## [AIM OF THE EXERCISE]
Every entry needs to be repeated exactly, with nothing left out.

+++ DATA LISTING +++

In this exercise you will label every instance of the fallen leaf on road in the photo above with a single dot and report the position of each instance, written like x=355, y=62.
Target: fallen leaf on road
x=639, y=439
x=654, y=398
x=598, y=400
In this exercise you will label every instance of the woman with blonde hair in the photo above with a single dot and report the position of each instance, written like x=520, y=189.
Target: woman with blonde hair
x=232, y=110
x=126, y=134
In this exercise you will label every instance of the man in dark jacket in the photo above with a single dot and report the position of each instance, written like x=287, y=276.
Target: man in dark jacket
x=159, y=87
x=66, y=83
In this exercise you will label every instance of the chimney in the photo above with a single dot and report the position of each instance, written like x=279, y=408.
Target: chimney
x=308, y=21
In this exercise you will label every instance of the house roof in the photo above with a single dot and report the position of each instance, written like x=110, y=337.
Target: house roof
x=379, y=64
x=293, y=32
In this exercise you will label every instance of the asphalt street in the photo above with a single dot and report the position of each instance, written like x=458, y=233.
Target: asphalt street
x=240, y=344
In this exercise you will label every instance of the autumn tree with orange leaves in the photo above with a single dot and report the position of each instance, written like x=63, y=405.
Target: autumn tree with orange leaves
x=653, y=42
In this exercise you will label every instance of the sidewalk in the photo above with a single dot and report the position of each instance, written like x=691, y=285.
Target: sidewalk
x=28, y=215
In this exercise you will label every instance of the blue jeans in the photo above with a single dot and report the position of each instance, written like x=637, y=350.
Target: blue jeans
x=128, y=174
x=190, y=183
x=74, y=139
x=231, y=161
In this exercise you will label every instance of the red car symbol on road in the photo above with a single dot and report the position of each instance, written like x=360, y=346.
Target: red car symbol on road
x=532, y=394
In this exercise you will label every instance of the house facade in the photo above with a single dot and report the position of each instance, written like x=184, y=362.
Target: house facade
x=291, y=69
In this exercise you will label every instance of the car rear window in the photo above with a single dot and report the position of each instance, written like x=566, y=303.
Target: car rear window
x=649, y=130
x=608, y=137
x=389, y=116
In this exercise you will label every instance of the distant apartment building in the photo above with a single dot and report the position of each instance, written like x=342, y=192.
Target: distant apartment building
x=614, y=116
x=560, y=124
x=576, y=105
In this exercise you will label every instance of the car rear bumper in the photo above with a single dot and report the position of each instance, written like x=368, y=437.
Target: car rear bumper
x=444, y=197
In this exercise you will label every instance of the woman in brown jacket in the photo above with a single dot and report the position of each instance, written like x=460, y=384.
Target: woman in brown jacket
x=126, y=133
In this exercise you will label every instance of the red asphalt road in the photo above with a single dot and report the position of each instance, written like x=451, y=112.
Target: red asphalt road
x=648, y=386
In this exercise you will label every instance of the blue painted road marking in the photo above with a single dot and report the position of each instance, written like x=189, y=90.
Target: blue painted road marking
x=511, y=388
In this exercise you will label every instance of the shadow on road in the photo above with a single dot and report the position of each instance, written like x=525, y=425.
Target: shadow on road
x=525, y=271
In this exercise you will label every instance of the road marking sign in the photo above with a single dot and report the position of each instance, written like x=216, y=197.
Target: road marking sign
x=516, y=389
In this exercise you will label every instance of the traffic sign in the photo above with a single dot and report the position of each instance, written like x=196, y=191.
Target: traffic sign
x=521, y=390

+++

## [WRITTEN ANSWER]
In this exercise you will label every instance of the fallen leaf on road in the photo above with a single dot and report the position of each instance, written like x=355, y=62.
Target: fallen leaf on road
x=639, y=439
x=654, y=398
x=598, y=400
In this exercise you will label every instance of the woman with blonde hair in the photo above with a single dot and report the position of each instance, written like x=520, y=189.
Target: woman with blonde hair
x=232, y=110
x=126, y=134
In this exercise you will label every instance of the man in dark jacket in the photo above with a single dot and report the position of each instance, written like x=287, y=276.
Target: man in dark jacket
x=159, y=87
x=66, y=83
In this exercise you will label every instance of the chimney in the photo above with a single dot and report the position of each instance, written like x=279, y=408.
Target: chimney
x=308, y=21
In this exercise you will label every instance of the house roof in the photo above with a single dot and report the position of each instance, written like x=110, y=337.
Target: house roof
x=379, y=64
x=293, y=32
In this exercise you will label every instance of the asphalt street in the photo above with a single dot and report the position of each instance, written like x=458, y=233.
Target: asphalt street
x=240, y=344
In this exercise you will label every instance of the autumn tree with orange leaves in the photo above with a single dot and report the position of each instance, written like x=63, y=405.
Target: autumn tree with orange leaves
x=653, y=42
In this exercise you will label every instance of the sidewalk in the photo above with a single dot and report the position of each instance, written like x=691, y=285.
Target: sidewalk
x=28, y=215
In this exercise you will label every instance of the blue jeans in the photo above with a single dot and report the position of each instance, written like x=637, y=350.
Target: blue jeans
x=128, y=174
x=190, y=183
x=74, y=139
x=231, y=161
In this exercise you will label every instance of the red car symbol on road in the photo above with a single dot and report the position of each instance, written like x=360, y=346.
Target: red car symbol on road
x=532, y=394
In this exercise you will label every instance of the house facade in the photo above with a single dot and report the position of each instance, written like x=184, y=362.
Target: house facade
x=291, y=69
In this exercise you will label every instance of the car rear window in the photo above with a single dot and report the position of each instance, written like x=566, y=303.
Target: car rear window
x=649, y=130
x=608, y=137
x=389, y=116
In this exercise you will label every instance of the distant apartment building in the photo above with a single dot and report the position of each instance, written like x=342, y=192.
Target: distant apartment building
x=614, y=116
x=560, y=124
x=576, y=105
In this exercise you will label every instance of the car rear bumper in the photo above with a single dot and report the position of each instance, written like x=368, y=437.
Target: car rear bumper
x=444, y=197
In this exercise you will label every instance of the woman in brown jacket in the photo above with a single dot and report the position of each instance, written like x=460, y=384.
Target: woman in brown jacket
x=126, y=133
In this exercise you will label every instance of the red asphalt road in the photo above with a single dot and report the position of each instance, written like x=451, y=112.
Target: red asphalt road
x=648, y=386
In this exercise you will label every instance of the blue painted road marking in the photo above with a single dot and report the position of each instance, written like x=189, y=90.
Target: blue painted road marking
x=511, y=388
In this exercise you will label every instance of the shadow on road in the photo above with a single dot and report the position of each instance, written like x=525, y=425.
Target: shadow on road
x=525, y=271
In this exercise you will label every instance of the road marking sign in the photo above with a single dot and report the position of each instance, written like x=216, y=197.
Target: road marking sign
x=516, y=389
In this exercise you will label every instance of the traffic sign in the photo above with a single dot and report the position of each instance, written like x=196, y=191.
Target: traffic sign
x=521, y=390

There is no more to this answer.